* **Referring expression pointing data**

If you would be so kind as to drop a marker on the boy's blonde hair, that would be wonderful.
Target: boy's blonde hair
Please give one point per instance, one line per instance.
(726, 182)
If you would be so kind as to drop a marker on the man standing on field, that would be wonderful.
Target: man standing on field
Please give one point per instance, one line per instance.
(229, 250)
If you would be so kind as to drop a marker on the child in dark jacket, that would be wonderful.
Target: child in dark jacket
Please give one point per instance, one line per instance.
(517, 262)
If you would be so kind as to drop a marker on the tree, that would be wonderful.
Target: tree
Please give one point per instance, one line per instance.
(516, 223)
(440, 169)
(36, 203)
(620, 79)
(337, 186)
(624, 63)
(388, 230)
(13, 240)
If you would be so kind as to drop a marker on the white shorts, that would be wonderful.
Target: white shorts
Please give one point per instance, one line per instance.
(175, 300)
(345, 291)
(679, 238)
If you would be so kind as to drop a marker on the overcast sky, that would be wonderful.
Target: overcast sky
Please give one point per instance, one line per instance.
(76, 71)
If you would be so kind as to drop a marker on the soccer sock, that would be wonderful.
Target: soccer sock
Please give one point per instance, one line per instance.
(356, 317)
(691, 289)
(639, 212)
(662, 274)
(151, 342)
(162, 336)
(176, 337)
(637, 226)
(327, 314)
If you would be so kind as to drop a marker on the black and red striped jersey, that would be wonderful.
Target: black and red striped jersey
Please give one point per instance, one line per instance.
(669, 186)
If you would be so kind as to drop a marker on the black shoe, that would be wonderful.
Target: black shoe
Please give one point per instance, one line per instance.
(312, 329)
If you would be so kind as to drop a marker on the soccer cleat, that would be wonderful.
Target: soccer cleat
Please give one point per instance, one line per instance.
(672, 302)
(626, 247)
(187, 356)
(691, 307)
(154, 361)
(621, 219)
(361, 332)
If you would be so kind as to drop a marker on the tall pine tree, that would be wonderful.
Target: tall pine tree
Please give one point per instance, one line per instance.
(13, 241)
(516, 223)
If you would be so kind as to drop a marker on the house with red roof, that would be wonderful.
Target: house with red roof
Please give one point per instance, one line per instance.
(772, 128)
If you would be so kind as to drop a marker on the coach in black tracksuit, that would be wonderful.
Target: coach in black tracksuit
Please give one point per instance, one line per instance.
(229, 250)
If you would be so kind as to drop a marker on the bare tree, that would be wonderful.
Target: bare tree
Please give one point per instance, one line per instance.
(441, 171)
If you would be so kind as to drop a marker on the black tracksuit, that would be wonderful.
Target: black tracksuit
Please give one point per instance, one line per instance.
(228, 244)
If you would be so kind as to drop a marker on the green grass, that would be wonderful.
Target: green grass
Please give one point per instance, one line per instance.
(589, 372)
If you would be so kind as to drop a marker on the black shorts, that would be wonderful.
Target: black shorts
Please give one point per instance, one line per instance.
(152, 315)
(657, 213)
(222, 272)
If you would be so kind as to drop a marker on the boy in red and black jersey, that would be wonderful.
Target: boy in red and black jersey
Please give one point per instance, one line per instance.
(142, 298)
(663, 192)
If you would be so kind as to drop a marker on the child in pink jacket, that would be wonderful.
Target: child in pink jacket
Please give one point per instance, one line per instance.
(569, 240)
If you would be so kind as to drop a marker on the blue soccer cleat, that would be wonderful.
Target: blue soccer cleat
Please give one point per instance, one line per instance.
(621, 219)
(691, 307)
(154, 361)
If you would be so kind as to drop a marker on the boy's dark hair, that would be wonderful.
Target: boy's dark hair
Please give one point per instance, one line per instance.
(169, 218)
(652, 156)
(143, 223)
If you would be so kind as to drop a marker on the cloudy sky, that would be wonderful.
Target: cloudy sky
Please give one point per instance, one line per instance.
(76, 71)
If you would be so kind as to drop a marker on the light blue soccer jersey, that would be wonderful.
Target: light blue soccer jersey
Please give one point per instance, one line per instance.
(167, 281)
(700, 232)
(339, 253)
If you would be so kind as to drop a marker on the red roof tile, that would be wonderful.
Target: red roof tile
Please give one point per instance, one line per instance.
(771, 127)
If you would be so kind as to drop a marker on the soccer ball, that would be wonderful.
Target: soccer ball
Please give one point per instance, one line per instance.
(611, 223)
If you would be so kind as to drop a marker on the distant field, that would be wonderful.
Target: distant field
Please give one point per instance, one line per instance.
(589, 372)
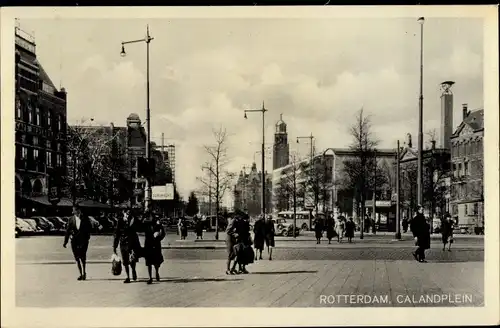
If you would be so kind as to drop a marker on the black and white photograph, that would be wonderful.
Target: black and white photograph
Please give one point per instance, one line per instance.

* **WORK REQUEST**
Please copy, exactly as written, the lines from the one that contains "Target: distant field" through the end of the records, both ends included. Do not include the pictures.

* **RESPONSE TO THIS EXERCISE**
Target: distant field
Please give one point per instance, one line per instance.
(589, 372)
If you would be so kind as to drop a marker on the black and white photograph, that would be wonderful.
Target: black and white photograph
Please give one point per instance, one line per instance.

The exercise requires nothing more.